— START PAGE TEXT —

Similarly, the "U" shaped member 92 can be made of the same
material as the co-extruded evaporator 12. In other alternate
embodiments, the "U" shaped member 92 can be made of materials that
include, but are not limited to, metals, plastics, or other
thermally conductive materials. The input and output receptacles
96, 98 can be made of materials that include, but are not limited
to, metals, plastics, or other material that is capable of
receiving and directing the coolant fluid 30 and the thermally
conductive media 40, having various temperature ranges, through the
main channel 16 and the support channel 20, respectively, to
facilitate the cooling features disposed within the appliance
10.
Referring now to FIGS. 7A-7C, in various embodiments, the
configuration of the main and the at least one support channel 20
can be extruded into different configurations not limited to but
include in these shown so long as at least two channels share at
least one common wall. As shown in FIG. 7A, a single main channel
16 and a single support channel 20 can be co-extruded, and include
the common wall 22 shared by the main and support channels 20. The
first and second outer cooling fins 74, 76 can be co-extruded
proximate the main and support channels 16, 20, respectively, and
extend outwardly away from the common wall 22.
As shown in the embodiment illustrated in FIG. 7B, the co-extruded
evaporator 12 can include the main channel 16 and two support
channels 20, where the main channel 16 shares a common wall 22 with
each of the two support channels 20. In addition, in such an
embodiment, the pluralities of first and second outer cooling fins
74, 76 extend from the main channel 16 and from each of the two
support channels 20. In this embodiment, the two support channels
20 can include the same thermally conductive media 40, or can
contain two different thermally conductive media 40. Because of the
common wall 22 configuration, the thermally conductive media 40
disposed within the two support channels 20 is in fluid
communication with the main channel 16 and thermal communication
with the coolant fluid 30 disposed within the main channel 16.
Referring now to FIG. 7C, in the illustrated embodiment, the
co-extruded evaporator 12 can include a first main channel 60 and
three support channels 20, where the common wall 22 is disposed
between the main channel 16 and each of the three support channels
20. In this embodiment, a thermally conductive media 40 is disposed
within each of the three support channels 20. Various combinations
of the thermally conductive media 40, as discussed above, can be
disposed in each of the three support channels 20. The thermally
conductive media 40 in each of the support channels 20 is separated
from the thermally conductive media 40 within the other two support
channels 20. The thermally conductive media 40 in each of the
support channels 20 is in fluid communication with the main channel
16 at the common walls 22 and is also in thermal communication with
the coolant fluid 30 disposed within the main channel 16. In
alternate embodiments, the co-extruded evaporator 12 can include
additional support channels 20, and additional main channels 16,
depending on the various cooling functions that are contained
within the appliance 10.

— END PAGE TEXT —
— START DATASET ROWS —

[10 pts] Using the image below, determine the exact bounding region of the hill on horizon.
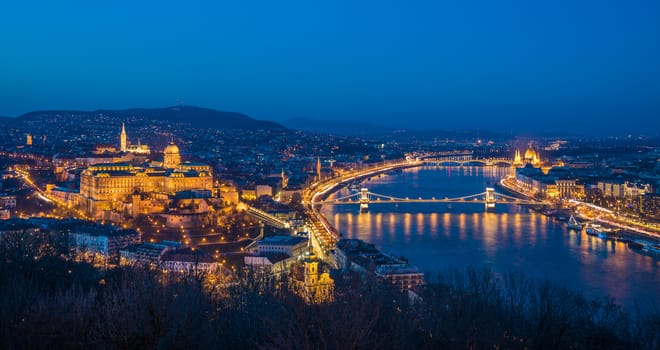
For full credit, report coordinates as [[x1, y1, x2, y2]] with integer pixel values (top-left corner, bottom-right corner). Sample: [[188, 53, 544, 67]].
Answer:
[[12, 106, 286, 130]]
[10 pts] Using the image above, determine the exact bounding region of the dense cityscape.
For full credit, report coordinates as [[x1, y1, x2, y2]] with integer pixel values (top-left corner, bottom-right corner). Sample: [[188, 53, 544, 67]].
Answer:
[[0, 0, 660, 350], [0, 106, 660, 347]]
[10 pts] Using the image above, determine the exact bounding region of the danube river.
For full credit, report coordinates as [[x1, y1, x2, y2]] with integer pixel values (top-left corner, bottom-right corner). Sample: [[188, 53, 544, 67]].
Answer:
[[322, 167, 660, 306]]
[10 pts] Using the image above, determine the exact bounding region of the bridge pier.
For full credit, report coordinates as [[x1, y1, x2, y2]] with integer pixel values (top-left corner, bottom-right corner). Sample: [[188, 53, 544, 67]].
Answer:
[[484, 187, 495, 211], [360, 188, 369, 213]]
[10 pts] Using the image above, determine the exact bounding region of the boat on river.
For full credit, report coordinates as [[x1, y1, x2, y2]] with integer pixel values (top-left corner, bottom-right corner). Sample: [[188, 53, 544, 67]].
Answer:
[[568, 215, 582, 231], [628, 239, 660, 257], [585, 224, 612, 239]]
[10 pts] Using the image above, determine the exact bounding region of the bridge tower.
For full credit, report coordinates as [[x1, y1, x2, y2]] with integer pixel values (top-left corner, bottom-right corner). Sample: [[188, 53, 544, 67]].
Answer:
[[485, 187, 495, 210], [360, 188, 369, 213]]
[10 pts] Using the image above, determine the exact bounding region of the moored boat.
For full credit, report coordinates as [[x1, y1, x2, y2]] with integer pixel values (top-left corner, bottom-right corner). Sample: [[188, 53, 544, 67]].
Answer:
[[568, 215, 582, 231]]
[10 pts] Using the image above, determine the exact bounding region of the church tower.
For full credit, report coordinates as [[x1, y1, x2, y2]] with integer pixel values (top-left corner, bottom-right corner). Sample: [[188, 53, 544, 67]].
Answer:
[[119, 123, 126, 152]]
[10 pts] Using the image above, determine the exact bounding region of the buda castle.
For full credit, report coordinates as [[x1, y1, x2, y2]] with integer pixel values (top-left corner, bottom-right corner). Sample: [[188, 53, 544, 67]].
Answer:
[[80, 124, 213, 216]]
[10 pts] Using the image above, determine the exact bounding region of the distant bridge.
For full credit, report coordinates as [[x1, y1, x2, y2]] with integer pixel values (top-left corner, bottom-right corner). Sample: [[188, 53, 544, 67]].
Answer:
[[247, 207, 291, 229], [421, 156, 513, 166], [314, 187, 552, 211]]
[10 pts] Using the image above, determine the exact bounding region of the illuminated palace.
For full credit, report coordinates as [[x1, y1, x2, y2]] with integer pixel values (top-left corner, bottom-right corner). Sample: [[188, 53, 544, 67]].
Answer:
[[80, 125, 213, 216], [513, 142, 541, 168]]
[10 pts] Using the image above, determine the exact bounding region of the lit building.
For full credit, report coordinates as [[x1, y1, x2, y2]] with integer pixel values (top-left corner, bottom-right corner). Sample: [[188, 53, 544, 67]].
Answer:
[[119, 241, 181, 268], [69, 226, 140, 264], [257, 236, 308, 256], [290, 256, 335, 304], [80, 133, 213, 215], [160, 248, 220, 275], [119, 123, 151, 155], [513, 142, 542, 168]]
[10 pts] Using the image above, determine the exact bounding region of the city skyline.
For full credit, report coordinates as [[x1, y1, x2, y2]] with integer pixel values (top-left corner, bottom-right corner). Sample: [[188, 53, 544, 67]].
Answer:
[[0, 1, 660, 135]]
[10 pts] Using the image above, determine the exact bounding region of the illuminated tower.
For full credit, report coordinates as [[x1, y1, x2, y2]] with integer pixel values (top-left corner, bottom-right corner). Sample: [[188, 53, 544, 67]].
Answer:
[[119, 123, 126, 152], [163, 140, 181, 169], [282, 168, 289, 189], [513, 150, 523, 166]]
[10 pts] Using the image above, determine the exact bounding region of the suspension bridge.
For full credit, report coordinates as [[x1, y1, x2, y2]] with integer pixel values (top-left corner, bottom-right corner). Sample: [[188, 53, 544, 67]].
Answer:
[[314, 187, 552, 211], [422, 156, 513, 166]]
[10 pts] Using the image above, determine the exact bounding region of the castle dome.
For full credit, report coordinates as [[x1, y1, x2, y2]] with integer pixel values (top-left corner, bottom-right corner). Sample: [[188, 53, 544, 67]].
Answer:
[[163, 141, 179, 154], [524, 144, 536, 159], [163, 141, 181, 169]]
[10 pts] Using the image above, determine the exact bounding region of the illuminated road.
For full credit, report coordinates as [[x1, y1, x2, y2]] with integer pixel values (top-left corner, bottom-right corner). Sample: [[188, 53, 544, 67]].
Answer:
[[500, 178, 660, 239], [303, 160, 424, 264], [14, 168, 92, 220]]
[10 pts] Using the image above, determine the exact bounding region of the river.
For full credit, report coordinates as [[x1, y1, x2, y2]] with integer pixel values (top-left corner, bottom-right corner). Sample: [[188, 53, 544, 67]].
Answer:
[[322, 167, 660, 306]]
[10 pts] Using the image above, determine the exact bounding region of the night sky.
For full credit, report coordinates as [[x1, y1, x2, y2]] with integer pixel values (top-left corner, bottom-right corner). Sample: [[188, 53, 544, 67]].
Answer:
[[0, 0, 660, 135]]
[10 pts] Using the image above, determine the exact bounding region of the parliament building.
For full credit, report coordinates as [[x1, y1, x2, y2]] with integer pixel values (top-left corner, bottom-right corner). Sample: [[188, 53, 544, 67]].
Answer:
[[80, 126, 213, 217]]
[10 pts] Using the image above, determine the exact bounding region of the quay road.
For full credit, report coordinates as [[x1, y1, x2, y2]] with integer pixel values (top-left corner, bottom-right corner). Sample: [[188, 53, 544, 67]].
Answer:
[[303, 160, 424, 265], [14, 167, 93, 221], [500, 177, 660, 239]]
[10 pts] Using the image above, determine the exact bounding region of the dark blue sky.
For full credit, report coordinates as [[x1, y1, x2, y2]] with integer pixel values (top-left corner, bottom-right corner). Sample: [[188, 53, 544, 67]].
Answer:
[[0, 0, 660, 134]]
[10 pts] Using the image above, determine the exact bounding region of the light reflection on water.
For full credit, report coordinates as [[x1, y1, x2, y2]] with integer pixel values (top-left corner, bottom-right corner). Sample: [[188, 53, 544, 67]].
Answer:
[[323, 167, 660, 305]]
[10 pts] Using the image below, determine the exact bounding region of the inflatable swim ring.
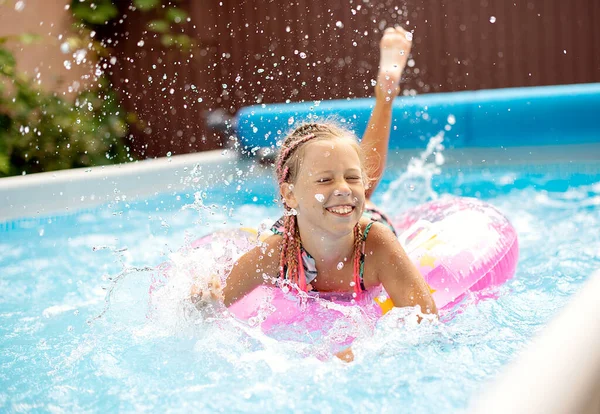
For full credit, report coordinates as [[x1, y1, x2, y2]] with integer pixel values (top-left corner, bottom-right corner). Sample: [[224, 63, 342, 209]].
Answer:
[[154, 197, 518, 333]]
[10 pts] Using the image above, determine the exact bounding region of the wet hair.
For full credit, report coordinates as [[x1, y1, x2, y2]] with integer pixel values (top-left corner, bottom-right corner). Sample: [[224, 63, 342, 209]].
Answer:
[[275, 122, 369, 291]]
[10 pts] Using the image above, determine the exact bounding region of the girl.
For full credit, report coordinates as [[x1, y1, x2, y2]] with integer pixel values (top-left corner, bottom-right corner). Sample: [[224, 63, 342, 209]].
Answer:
[[192, 27, 437, 360]]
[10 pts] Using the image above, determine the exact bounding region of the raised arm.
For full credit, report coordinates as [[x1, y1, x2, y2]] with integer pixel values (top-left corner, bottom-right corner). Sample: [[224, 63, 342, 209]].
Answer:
[[361, 27, 412, 198]]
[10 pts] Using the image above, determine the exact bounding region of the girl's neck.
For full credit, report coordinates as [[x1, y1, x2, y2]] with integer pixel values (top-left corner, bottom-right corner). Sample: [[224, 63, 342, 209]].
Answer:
[[300, 225, 354, 265]]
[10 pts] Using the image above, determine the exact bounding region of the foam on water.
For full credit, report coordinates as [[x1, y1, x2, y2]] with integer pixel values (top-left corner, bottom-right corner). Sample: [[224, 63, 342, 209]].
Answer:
[[0, 144, 600, 412]]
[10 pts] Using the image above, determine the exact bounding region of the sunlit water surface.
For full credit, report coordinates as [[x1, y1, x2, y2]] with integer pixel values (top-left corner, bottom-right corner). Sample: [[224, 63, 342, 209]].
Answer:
[[0, 148, 600, 413]]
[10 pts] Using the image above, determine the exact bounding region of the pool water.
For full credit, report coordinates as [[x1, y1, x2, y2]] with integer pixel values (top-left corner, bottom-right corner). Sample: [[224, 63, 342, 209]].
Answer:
[[0, 146, 600, 413]]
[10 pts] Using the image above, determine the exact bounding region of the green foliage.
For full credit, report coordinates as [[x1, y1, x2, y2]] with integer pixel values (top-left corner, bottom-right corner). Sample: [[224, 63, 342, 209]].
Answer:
[[71, 0, 119, 26], [0, 42, 127, 177], [133, 0, 160, 11]]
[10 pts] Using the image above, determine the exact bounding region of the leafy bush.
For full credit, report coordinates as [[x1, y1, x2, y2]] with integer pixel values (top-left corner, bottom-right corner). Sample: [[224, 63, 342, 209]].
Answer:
[[0, 38, 128, 177]]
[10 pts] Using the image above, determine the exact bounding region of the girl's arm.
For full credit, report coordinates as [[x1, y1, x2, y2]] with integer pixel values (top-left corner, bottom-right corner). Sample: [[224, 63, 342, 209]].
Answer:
[[361, 26, 412, 198], [360, 98, 392, 199], [365, 223, 437, 314], [222, 235, 281, 306]]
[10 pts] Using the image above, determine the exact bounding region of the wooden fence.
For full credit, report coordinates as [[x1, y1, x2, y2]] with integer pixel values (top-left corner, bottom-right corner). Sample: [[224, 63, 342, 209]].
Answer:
[[105, 0, 600, 157]]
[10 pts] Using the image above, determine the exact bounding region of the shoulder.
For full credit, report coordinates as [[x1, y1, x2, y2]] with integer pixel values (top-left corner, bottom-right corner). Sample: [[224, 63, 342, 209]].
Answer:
[[361, 220, 400, 253], [361, 221, 404, 288]]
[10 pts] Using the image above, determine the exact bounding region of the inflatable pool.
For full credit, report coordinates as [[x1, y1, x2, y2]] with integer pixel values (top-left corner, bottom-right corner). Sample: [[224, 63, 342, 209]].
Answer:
[[152, 197, 518, 333]]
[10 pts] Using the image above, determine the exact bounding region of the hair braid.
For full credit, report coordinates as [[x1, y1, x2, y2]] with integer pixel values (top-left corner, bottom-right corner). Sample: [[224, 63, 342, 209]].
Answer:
[[275, 122, 369, 295], [352, 223, 364, 297]]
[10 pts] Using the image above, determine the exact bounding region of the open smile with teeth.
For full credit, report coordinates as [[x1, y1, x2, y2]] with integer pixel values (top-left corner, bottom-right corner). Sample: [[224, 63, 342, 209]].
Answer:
[[327, 206, 354, 216]]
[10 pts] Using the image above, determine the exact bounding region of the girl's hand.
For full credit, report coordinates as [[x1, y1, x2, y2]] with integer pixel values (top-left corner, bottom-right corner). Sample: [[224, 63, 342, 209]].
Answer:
[[375, 26, 412, 102], [190, 275, 223, 311]]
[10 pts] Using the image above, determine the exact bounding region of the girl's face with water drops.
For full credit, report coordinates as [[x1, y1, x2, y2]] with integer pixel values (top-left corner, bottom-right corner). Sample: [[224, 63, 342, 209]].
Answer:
[[282, 138, 365, 236]]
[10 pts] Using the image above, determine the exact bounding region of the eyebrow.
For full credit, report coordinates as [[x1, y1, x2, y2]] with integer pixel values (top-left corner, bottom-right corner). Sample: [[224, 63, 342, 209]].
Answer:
[[313, 168, 362, 174]]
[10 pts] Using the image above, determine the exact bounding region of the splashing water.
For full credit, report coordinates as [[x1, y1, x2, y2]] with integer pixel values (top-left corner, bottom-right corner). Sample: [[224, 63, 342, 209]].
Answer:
[[381, 131, 444, 212]]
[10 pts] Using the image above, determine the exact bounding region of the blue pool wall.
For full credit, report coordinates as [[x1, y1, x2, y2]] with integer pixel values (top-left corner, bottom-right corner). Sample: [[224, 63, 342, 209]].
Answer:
[[236, 83, 600, 149]]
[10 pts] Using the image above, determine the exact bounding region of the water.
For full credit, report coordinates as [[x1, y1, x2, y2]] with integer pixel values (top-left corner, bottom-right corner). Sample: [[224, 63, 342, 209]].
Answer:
[[0, 150, 600, 413]]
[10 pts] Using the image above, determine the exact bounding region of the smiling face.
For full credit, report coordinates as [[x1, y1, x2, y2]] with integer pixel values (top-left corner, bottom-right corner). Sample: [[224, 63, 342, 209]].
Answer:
[[281, 137, 366, 236]]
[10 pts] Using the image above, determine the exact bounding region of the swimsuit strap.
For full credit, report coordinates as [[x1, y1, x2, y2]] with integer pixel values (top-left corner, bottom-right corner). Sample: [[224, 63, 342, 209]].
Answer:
[[271, 217, 378, 295], [354, 221, 376, 293]]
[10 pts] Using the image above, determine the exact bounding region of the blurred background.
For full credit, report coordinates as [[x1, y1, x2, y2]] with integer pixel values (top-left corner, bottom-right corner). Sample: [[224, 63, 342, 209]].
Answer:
[[0, 0, 600, 176]]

— END DATASET ROWS —

## WHAT IS REQUIRED
Continue the passage on the co-extruded evaporator, starting after its final sentence. The records come from a separate source, unrelated to the evaporator passage.

## THE ANSWER
Referring now to FIG. 8, in the illustrated embodiment, a support
channel coolant 50 is disposed within the support channel 20. In
this embodiment, a second cooling loop 110 is coupled with the
support channel 20 at the input and output receptacles 96, 98. In
this embodiment, the input and output receptacles 96, 98 are
configured to receive and direct the support channel 20 coolant
through the support channel 20 and the second cooling loop 110
while not allowing the coolant fluid 30 in the main cooling loop 18
to come into contact with the support channel coolant 50 and the
second cooling loop 110. The second cooling loop 110 can include a
cooling pump 112 that forces the support channel coolant 50 through
the support channel 20 and the second cooling loop 110. The cooling
pump 112 is typically the only device for moving support channel
coolant 50 within the second cooling loop. Typically, the second
coolant loop is free of a condenser and a compressor and cooling
capacity is received by the support channel coolant solely through
thermal conduction across the shared wall 22.
As illustrated in FIGS. 1 and 8, in the illustrated embodiment, the
condenser 34 of the main cooling loop 18 decreases the temperature
of the coolant fluid 30 within the main cooling loop 18. The pump
36 of the main cooling loop 18 directs the cooled coolant fluid 30
through the input receptacle 96 and into the main channel 16 of the
co-extruded evaporator 12. The cooled coolant fluid 30 within the
main channel 16 of the co-extruded evaporator 12 provides cooling
to the interior compartment 14. In addition, the cooled coolant
fluid 30 within the main channel 16 also provides cooling to the
support channel coolant 50 disposed within the support channel 20.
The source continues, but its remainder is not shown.